• [PASSAGE SHOWN]:
Combined treatment is best
Current treatment guidelines4 suggest all smokers should be offered pharmacotherapy and counseling to aid quitting because this combined approach has the highest success rate (Algorithm). Table 1 4 provides information about dosing, efficacy, and side effect profile of each of the 7 FDA-approved medications for smoking cessation. Using any of the approved medications at least doubles the odds of successful quitting compared with placebo.4 These pharmacotherapies can reduce or prevent nicotine withdrawal symptoms and—at least in the case of bupropion and varenicline—decrease reinforcement from smoking, thereby lowering the likelihood a lapse (ie, smoking ≥1 cigarettes without returning to regular smoking) will develop into a full-blown relapse (ie, return to regular smoking).

• [DATA SECTION]:
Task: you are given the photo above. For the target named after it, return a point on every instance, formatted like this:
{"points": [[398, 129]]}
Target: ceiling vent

• [AIM OF THE TASK]:
According to the smoking cessation text, what kinds of information does Table 1 give for each FDA-approved medication? List them all. The data are separate material, unrelated to the smoking cessation text.

• [REPLY TO THE EXERCISE]:
Dosing, efficacy, and side effect profile.